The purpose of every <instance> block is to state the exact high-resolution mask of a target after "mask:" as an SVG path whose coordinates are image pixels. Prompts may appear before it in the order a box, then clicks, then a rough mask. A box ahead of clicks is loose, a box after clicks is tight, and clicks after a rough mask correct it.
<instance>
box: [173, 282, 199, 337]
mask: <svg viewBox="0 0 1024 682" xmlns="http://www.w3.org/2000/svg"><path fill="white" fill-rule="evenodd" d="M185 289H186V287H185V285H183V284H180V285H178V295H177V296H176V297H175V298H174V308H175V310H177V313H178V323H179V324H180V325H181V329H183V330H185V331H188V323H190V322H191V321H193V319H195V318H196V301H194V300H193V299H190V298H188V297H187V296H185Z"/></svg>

┄┄┄┄┄┄

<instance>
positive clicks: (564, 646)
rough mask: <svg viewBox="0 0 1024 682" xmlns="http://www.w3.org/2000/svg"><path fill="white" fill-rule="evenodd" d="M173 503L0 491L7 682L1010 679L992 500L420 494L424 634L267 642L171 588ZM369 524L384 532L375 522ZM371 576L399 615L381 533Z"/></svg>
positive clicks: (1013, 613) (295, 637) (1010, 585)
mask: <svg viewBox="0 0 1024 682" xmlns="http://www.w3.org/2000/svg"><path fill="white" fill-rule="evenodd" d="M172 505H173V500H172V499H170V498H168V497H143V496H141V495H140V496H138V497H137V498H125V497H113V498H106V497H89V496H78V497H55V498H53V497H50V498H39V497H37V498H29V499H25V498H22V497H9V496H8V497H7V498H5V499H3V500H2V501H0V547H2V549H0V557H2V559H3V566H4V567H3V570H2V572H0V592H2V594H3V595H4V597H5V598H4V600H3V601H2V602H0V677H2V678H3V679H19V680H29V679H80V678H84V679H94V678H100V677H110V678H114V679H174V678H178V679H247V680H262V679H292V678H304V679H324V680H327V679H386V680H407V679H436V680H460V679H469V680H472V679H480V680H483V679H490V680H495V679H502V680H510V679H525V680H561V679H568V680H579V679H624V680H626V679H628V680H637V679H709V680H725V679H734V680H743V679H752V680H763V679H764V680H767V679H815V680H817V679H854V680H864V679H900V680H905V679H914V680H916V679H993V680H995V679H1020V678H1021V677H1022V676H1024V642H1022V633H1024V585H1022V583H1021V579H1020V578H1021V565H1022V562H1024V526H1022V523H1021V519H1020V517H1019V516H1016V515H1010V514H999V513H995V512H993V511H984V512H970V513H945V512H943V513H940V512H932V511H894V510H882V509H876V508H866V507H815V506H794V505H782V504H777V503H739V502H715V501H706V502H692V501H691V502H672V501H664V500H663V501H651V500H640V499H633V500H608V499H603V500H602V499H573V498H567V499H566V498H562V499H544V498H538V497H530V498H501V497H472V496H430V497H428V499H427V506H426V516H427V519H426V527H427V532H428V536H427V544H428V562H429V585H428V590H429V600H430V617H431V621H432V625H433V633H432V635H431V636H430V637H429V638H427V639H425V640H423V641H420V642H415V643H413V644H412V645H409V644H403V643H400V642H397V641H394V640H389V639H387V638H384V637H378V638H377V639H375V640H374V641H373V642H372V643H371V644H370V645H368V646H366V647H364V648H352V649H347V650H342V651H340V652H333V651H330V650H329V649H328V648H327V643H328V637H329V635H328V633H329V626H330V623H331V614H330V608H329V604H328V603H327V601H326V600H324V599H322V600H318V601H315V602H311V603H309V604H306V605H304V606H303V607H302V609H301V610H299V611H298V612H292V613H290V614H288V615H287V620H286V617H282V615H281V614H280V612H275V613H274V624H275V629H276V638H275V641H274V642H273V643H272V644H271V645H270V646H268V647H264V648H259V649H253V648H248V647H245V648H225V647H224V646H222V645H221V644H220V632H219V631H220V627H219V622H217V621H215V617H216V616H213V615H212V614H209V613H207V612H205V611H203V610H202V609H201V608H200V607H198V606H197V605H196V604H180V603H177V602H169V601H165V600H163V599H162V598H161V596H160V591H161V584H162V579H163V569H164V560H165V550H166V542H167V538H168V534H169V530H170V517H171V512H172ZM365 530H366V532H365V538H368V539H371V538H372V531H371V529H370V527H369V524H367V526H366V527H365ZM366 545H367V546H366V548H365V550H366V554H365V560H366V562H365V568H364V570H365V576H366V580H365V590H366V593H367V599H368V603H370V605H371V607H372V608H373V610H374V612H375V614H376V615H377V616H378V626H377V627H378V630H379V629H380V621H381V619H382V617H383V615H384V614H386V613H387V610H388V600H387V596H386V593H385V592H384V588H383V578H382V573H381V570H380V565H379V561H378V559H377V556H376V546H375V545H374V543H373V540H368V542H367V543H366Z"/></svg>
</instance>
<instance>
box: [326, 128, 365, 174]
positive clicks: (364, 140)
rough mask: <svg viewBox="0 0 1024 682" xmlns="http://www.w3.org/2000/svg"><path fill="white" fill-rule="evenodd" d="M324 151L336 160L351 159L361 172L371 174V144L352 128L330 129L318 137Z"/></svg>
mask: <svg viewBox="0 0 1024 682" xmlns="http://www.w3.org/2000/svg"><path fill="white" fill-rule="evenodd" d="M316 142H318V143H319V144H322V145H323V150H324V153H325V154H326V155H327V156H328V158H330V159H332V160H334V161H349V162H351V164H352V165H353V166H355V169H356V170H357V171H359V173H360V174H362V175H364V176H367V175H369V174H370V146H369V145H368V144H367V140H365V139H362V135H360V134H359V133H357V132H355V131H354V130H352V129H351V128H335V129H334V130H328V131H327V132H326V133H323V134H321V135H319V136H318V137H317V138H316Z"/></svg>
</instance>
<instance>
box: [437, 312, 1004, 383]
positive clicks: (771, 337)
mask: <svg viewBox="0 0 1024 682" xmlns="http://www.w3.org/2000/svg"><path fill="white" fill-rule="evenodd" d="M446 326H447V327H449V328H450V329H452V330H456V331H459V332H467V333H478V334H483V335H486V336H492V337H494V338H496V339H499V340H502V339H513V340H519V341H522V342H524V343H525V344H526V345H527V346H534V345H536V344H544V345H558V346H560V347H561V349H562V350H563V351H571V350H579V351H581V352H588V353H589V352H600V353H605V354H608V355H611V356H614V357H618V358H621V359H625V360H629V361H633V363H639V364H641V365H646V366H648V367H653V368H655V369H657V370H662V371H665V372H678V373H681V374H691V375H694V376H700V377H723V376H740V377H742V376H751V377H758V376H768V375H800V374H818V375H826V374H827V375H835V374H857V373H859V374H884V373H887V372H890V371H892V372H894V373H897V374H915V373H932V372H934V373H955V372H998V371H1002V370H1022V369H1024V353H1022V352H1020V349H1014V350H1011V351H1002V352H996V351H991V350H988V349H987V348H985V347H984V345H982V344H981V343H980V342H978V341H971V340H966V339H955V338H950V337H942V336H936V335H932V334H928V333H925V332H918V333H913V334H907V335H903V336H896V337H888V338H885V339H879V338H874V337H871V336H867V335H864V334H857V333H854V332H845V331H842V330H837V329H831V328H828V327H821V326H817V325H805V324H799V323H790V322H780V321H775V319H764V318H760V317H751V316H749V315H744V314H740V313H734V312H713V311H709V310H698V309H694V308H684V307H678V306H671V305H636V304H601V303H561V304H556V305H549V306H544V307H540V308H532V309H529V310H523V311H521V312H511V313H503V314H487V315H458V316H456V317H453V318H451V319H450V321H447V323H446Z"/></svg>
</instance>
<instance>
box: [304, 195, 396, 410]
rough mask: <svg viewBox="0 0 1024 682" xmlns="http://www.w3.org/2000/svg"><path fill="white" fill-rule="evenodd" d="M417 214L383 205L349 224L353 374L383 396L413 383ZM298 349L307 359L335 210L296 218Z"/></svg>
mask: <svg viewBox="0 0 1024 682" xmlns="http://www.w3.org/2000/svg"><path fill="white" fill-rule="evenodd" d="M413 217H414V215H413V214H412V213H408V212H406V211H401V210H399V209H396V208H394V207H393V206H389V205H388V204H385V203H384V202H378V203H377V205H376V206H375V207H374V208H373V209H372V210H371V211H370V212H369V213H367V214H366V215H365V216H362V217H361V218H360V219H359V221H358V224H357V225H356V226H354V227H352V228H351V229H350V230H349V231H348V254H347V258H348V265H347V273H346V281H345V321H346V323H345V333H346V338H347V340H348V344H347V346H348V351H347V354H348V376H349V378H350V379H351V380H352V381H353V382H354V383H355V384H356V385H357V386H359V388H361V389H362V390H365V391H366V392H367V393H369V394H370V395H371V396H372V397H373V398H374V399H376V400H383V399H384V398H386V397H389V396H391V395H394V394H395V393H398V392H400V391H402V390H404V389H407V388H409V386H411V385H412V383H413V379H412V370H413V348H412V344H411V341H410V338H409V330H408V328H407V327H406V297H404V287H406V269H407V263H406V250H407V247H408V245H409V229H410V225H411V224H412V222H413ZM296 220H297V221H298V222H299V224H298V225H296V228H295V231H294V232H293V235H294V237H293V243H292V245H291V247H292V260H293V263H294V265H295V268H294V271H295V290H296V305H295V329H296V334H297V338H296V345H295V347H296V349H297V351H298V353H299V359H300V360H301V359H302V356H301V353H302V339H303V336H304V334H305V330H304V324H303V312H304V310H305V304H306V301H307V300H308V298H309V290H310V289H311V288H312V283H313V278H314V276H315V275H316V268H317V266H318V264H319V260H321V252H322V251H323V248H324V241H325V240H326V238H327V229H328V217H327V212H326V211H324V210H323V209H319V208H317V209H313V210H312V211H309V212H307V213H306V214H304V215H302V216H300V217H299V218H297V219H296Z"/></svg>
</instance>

┄┄┄┄┄┄

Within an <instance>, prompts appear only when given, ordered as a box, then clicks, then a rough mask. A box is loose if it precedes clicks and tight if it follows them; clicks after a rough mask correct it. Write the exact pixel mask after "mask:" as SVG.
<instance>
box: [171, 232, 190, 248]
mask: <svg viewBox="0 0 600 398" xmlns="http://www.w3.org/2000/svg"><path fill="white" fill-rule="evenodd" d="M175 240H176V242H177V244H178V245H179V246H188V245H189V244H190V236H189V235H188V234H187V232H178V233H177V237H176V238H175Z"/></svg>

┄┄┄┄┄┄

* [Problem description]: When a line of the records includes "correct", that line belongs in the answer.

* [Reply]:
The purpose of every <instance> block is to state the exact high-resolution mask of a target after "mask:" as an SVG path whose coordinates are image pixels. Prompts may appear before it in the order a box, then clicks, then a rough mask. A box ahead of clicks is loose, a box after clicks is tight, and clicks after a rough mask correct it.
Within an <instance>, prompts appear only when given, ordered as a box, then clicks, then a rough mask. A box is loose if it precedes clicks and tight if it follows them; clicks after a rough mask correct it. Write the exact pixel mask after "mask:" as SVG.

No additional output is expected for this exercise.